▶ **SET PROBLEM**:
Copy the lines starting at the first one and ending at the line that contains "pixel 47 58", requests included but without the pictures. Offset every point coordinate in the answers by -24, and leave the numbers in the requests and their sample outputs unchanged.

▶ **RECORDS SUPPLIED**:
****************
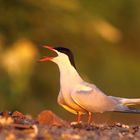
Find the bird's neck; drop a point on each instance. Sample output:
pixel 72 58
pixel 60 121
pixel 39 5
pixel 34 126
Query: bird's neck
pixel 68 75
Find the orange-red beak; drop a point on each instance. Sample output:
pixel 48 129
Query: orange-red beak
pixel 47 58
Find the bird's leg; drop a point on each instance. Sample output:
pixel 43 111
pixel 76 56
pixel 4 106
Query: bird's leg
pixel 89 117
pixel 78 117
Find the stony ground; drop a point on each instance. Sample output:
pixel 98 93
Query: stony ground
pixel 15 125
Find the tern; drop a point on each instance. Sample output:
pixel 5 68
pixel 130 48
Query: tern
pixel 80 97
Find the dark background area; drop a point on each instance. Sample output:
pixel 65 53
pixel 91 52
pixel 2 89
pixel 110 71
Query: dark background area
pixel 103 35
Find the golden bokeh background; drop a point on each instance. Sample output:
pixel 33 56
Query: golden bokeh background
pixel 103 35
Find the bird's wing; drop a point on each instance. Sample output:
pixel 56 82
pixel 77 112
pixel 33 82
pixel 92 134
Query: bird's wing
pixel 92 99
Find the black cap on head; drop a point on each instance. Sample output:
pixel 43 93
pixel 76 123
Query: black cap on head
pixel 68 53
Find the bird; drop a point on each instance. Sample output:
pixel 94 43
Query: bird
pixel 80 97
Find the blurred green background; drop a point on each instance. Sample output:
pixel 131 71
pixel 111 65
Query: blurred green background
pixel 104 36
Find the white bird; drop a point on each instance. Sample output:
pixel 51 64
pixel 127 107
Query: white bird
pixel 80 97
****************
▶ **EXERCISE ANSWER**:
Find the bird's neck; drop a point on each instance. Sample output:
pixel 72 58
pixel 60 121
pixel 39 5
pixel 34 126
Query: bird's neck
pixel 44 51
Find the orange-red beak; drop a point on each instance. Sample output:
pixel 48 129
Query: orange-red beak
pixel 23 34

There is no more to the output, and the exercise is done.